***** Extracted entries *****

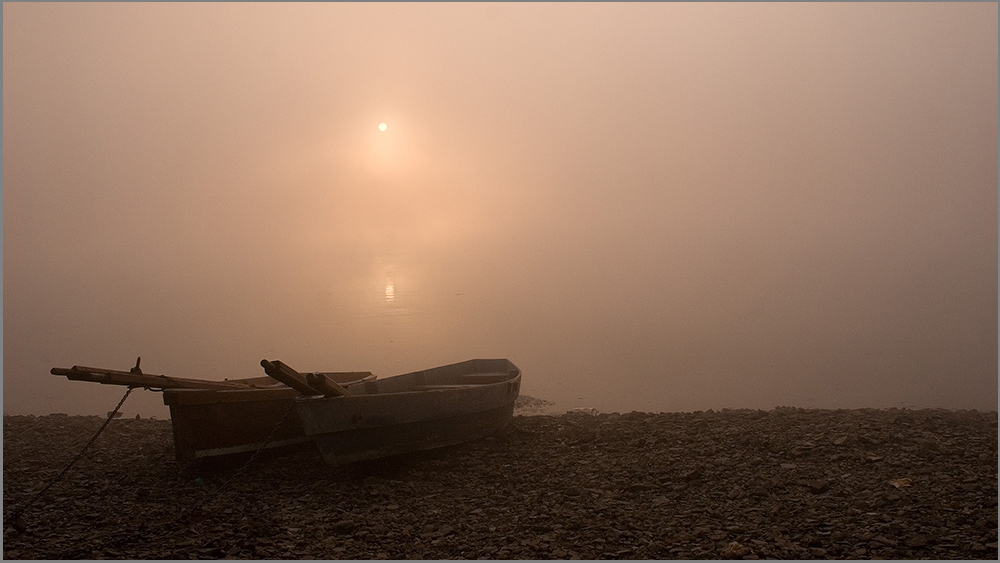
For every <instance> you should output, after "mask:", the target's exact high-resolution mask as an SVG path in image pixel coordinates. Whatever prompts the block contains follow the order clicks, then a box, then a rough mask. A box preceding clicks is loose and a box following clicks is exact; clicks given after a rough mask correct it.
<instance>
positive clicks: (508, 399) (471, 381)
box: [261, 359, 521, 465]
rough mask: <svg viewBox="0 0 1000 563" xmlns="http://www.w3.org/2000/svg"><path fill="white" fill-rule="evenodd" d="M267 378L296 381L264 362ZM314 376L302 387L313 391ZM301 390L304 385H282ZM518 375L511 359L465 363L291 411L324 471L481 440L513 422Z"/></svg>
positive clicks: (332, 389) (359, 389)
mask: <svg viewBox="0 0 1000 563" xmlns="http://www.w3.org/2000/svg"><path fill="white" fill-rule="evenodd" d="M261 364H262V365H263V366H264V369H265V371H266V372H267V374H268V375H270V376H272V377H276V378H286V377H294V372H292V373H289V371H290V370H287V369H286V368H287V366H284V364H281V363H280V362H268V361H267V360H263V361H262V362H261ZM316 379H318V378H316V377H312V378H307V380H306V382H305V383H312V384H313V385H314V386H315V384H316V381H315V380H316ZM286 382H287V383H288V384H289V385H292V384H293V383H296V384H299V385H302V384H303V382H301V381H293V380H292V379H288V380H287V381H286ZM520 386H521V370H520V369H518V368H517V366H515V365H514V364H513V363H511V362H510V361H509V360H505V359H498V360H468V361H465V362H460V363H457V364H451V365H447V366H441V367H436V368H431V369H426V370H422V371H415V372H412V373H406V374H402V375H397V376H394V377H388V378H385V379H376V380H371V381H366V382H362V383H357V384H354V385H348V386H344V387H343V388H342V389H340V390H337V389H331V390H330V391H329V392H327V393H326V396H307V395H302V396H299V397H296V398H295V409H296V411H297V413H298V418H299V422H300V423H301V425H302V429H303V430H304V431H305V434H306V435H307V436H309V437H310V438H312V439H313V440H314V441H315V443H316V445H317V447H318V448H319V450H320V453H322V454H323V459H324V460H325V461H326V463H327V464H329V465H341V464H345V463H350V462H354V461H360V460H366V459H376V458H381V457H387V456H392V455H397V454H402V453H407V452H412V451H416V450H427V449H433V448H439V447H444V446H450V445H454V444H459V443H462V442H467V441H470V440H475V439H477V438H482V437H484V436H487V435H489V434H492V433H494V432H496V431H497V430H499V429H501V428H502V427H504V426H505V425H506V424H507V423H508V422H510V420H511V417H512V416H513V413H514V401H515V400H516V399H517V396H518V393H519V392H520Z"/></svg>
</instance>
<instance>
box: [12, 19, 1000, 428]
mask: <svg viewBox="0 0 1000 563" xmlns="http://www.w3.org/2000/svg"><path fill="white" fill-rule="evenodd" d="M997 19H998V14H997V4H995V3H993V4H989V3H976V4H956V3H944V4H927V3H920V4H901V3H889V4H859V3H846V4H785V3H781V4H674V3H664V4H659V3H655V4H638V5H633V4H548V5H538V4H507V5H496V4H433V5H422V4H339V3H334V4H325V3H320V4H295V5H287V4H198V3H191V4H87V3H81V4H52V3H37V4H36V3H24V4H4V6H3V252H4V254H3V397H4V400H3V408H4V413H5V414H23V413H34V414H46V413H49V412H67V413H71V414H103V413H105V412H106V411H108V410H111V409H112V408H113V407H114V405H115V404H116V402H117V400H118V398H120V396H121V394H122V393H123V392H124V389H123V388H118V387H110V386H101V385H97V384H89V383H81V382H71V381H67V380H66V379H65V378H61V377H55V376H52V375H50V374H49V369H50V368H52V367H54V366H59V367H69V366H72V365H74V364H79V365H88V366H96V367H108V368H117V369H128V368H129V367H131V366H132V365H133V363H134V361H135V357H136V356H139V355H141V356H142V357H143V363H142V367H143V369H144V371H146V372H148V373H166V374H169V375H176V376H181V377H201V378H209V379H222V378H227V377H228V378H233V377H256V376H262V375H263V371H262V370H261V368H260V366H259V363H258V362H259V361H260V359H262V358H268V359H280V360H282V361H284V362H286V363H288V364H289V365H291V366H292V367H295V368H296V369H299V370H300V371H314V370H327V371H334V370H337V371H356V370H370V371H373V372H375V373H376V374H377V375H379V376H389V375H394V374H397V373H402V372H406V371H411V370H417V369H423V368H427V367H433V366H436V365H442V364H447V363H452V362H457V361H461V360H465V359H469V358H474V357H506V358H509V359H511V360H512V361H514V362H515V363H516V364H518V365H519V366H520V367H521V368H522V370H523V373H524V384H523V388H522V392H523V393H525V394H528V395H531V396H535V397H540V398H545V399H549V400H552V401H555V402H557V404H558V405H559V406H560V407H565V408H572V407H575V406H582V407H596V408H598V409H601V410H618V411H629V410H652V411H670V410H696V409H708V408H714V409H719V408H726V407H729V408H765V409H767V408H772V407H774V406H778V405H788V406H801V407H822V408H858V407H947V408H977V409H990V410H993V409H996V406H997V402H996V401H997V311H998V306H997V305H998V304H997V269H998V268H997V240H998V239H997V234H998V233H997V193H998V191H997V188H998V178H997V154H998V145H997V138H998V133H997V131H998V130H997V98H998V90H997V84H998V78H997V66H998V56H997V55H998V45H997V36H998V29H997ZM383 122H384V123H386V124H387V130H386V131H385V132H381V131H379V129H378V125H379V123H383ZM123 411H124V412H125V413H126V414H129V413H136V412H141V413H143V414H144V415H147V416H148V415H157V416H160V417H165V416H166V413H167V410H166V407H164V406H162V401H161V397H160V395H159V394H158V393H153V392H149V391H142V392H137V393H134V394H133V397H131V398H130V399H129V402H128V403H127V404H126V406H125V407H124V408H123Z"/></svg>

*****

> [How to complete this task]
Set the pictures aside and reproduce the data above exactly.

> [Task result]
For every <instance> you should output, after "mask:", the target's exact high-resolution mask as an SVG path in image pixel coordinates. Whatever prompts the block contains follow the order clicks, then a box, then a rough mask. A box preceding clicks is loose and a box following clicks is exact; clicks given after a rough mask correct it.
<instance>
positive clicks: (508, 399) (471, 381)
box: [261, 359, 521, 465]
rough mask: <svg viewBox="0 0 1000 563" xmlns="http://www.w3.org/2000/svg"><path fill="white" fill-rule="evenodd" d="M267 378L296 381L264 362ZM314 376L302 387L313 391ZM301 390L304 385H282ZM518 375L511 359L465 363L291 411L324 471L481 440L513 422Z"/></svg>
positive clicks: (332, 389) (359, 389)
mask: <svg viewBox="0 0 1000 563" xmlns="http://www.w3.org/2000/svg"><path fill="white" fill-rule="evenodd" d="M261 364H262V365H263V366H264V369H265V371H266V372H267V374H268V375H270V376H272V377H276V378H286V377H294V372H292V373H289V371H290V370H287V369H286V368H287V366H284V364H281V363H280V362H268V361H267V360H263V361H262V362H261ZM316 379H318V378H316V377H312V378H307V380H306V382H305V383H312V384H313V385H314V386H315V384H316V381H315V380H316ZM286 382H287V383H288V384H289V385H292V384H293V383H296V384H299V385H302V384H303V382H301V381H293V380H292V379H288V380H287V381H286ZM520 386H521V370H520V369H518V368H517V366H515V365H514V364H513V363H511V362H510V361H509V360H505V359H498V360H468V361H465V362H460V363H457V364H451V365H447V366H441V367H436V368H431V369H426V370H422V371H415V372H412V373H406V374H402V375H397V376H394V377H388V378H385V379H376V380H371V381H366V382H362V383H357V384H354V385H348V386H344V387H343V388H342V389H340V390H337V389H331V390H330V391H329V392H327V393H326V396H307V395H302V396H299V397H296V398H295V409H296V411H297V413H298V418H299V422H300V423H301V425H302V429H303V430H304V431H305V434H306V435H307V436H309V437H310V438H312V439H313V440H314V441H315V443H316V445H317V447H318V448H319V450H320V453H322V454H323V459H324V460H325V461H326V463H327V464H329V465H341V464H345V463H350V462H354V461H360V460H366V459H376V458H381V457H387V456H392V455H397V454H402V453H407V452H412V451H416V450H427V449H433V448H439V447H444V446H450V445H454V444H459V443H462V442H467V441H470V440H475V439H477V438H482V437H484V436H487V435H489V434H492V433H494V432H496V431H497V430H499V429H501V428H502V427H504V426H505V425H506V424H507V423H508V422H510V420H511V417H512V416H513V413H514V401H515V400H516V399H517V396H518V393H519V392H520Z"/></svg>
</instance>
<instance>
box: [12, 19, 1000, 428]
mask: <svg viewBox="0 0 1000 563" xmlns="http://www.w3.org/2000/svg"><path fill="white" fill-rule="evenodd" d="M997 19H998V14H997V4H995V3H993V4H989V3H976V4H956V3H944V4H927V3H920V4H901V3H889V4H859V3H846V4H785V3H781V4H674V3H664V4H659V3H655V4H638V5H633V4H548V5H538V4H507V5H496V4H433V5H422V4H339V3H334V4H325V3H320V4H295V5H287V4H198V3H191V4H87V3H81V4H52V3H37V4H36V3H24V4H4V6H3V252H4V254H3V397H4V400H3V408H4V413H5V414H23V413H34V414H46V413H49V412H67V413H71V414H103V413H105V412H106V411H108V410H111V409H112V408H113V407H114V405H115V404H116V402H117V400H118V398H120V396H121V394H122V393H123V392H124V389H123V388H118V387H110V386H101V385H97V384H89V383H81V382H71V381H67V380H66V379H65V378H61V377H55V376H52V375H50V374H49V369H50V368H52V367H54V366H59V367H69V366H72V365H74V364H79V365H88V366H96V367H108V368H117V369H128V368H129V367H131V366H132V365H133V363H134V361H135V357H136V356H139V355H141V356H142V357H143V363H142V367H143V369H144V371H146V372H148V373H166V374H169V375H176V376H181V377H201V378H209V379H222V378H227V377H228V378H233V377H256V376H262V375H263V371H262V370H261V368H260V366H259V363H258V362H259V361H260V359H262V358H268V359H280V360H282V361H284V362H286V363H288V364H289V365H291V366H292V367H295V368H296V369H299V370H300V371H314V370H327V371H334V370H337V371H356V370H370V371H373V372H375V373H376V374H377V375H379V376H389V375H394V374H397V373H402V372H406V371H411V370H417V369H423V368H427V367H433V366H436V365H442V364H447V363H452V362H457V361H461V360H465V359H469V358H474V357H506V358H509V359H511V360H512V361H514V362H515V363H516V364H518V365H519V366H520V367H521V368H522V370H523V373H524V384H523V388H522V392H523V393H525V394H528V395H531V396H535V397H540V398H545V399H549V400H552V401H555V402H557V404H558V405H559V406H560V407H565V408H572V407H575V406H582V407H596V408H598V409H601V410H618V411H629V410H652V411H670V410H696V409H708V408H714V409H719V408H726V407H729V408H765V409H767V408H772V407H774V406H778V405H788V406H801V407H822V408H858V407H947V408H977V409H990V410H993V409H996V406H997V402H996V401H997V311H998V306H997V305H998V304H997V269H998V268H997V240H998V239H997V234H998V233H997V193H998V191H997V188H998V178H997V154H998V145H997V138H998V133H997V131H998V130H997V98H998V90H997V84H998V78H997V66H998V56H997V55H998V45H997V36H998V29H997ZM383 122H384V123H386V124H387V130H386V131H385V132H381V131H379V129H378V125H379V123H383ZM123 411H124V412H125V413H126V414H129V413H136V412H141V413H143V414H144V415H147V416H148V415H157V416H160V417H165V416H166V413H167V410H166V407H164V406H162V401H161V397H160V395H159V394H158V393H153V392H149V391H142V392H137V393H134V394H133V397H131V398H130V399H129V402H128V403H127V404H126V406H125V407H124V408H123Z"/></svg>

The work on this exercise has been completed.